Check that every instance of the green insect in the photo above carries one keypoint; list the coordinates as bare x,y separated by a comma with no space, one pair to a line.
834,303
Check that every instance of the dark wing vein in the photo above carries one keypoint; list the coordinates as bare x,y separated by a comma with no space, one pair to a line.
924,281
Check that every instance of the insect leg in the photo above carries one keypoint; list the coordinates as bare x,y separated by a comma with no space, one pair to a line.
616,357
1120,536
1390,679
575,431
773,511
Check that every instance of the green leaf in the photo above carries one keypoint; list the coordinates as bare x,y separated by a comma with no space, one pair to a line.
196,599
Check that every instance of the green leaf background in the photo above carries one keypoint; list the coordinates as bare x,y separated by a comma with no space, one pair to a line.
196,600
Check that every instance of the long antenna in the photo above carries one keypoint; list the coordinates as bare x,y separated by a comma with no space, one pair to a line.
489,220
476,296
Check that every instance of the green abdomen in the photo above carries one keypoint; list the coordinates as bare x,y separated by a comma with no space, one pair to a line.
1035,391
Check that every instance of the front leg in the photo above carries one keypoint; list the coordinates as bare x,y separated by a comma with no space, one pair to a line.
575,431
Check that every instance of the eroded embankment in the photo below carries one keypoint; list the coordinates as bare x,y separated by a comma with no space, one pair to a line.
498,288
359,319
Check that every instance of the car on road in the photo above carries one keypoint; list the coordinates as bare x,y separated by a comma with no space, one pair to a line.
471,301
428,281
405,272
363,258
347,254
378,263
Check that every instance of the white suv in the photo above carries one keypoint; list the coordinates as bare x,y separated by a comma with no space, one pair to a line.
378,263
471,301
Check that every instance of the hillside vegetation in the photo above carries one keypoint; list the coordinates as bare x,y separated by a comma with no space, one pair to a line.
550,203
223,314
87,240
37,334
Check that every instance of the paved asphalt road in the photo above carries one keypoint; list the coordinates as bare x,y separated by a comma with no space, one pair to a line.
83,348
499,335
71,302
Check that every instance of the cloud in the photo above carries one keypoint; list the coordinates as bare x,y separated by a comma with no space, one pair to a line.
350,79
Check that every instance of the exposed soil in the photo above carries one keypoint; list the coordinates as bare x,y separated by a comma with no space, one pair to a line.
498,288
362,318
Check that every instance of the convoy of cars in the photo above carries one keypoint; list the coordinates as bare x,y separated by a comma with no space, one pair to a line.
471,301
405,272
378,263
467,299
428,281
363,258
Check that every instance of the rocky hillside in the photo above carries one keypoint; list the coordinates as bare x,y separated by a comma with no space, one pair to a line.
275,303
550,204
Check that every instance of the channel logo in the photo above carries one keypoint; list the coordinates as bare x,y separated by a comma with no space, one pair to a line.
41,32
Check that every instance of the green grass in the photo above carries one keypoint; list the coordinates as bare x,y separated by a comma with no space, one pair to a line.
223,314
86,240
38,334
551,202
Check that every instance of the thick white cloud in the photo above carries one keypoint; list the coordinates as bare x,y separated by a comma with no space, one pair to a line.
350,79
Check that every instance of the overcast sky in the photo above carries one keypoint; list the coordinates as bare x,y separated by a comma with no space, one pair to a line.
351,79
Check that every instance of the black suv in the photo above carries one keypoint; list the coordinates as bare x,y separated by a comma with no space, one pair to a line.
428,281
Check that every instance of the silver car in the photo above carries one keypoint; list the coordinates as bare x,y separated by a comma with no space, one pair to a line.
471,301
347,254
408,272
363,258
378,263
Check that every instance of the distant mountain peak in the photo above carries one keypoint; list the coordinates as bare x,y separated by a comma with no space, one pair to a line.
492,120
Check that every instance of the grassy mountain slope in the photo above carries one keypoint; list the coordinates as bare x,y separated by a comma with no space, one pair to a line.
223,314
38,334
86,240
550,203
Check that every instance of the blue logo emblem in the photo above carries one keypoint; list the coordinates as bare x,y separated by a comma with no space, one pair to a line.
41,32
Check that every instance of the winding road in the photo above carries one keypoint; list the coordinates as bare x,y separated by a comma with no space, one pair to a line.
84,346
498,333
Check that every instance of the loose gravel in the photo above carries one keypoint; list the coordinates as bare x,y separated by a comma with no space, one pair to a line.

────────────────────────────────────────

▶ [PROBLEM STATEMENT] Print only the lines from the one with "Check that every instance of the silver" to the end of the records, both included.

▶ [ANSWER TO THE TASK]
Check that every instance of the silver car in the photo above carries one keypoint; list the coordinates as bare x,y separated by a comma with no space, one pair to a line.
471,301
347,254
408,272
363,258
378,263
Check that every instance of the distant mountain peak in the photo above carries one keypoint; list the coordinates as bare x,y separated by a comma with no space, one pair to a line.
492,120
Check that every instance of the grassy mountain slope in the photo above carries one keypoint; list the coordinates as bare x,y separated by a comma with no space, one pair to a line.
223,314
38,334
86,240
550,203
Check that every instance of the blue logo emblem in the photo above carries one keypoint; list the coordinates as bare x,y separated by a comma with no space, one pair to a line.
41,32
Check that every instance of the winding road in the photo above carries one keypoint; list the coordinates as bare x,y separated by a comma with no space, one pair to a line.
84,346
498,333
Check that every instance of the loose gravel in the photo above carries one keypoint; list the coordinates as bare x,y separated by a comma with no space, one pair to a line.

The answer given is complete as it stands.